▸ Data shown:
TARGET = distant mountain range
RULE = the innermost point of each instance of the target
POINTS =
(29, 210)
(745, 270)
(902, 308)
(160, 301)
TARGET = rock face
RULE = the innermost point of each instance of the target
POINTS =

▸ What needs to be done:
Render every line of the items above as a numbered list, omitting any blank lines.

▸ Solution for this exercise:
1. TARGET = distant mountain range
2. RULE = the innermost point of each instance of the target
3. POINTS =
4. (29, 210)
5. (745, 270)
6. (902, 308)
7. (160, 301)
8. TARGET = rock face
9. RULE = the innermost point of each instance of the target
10. POINTS =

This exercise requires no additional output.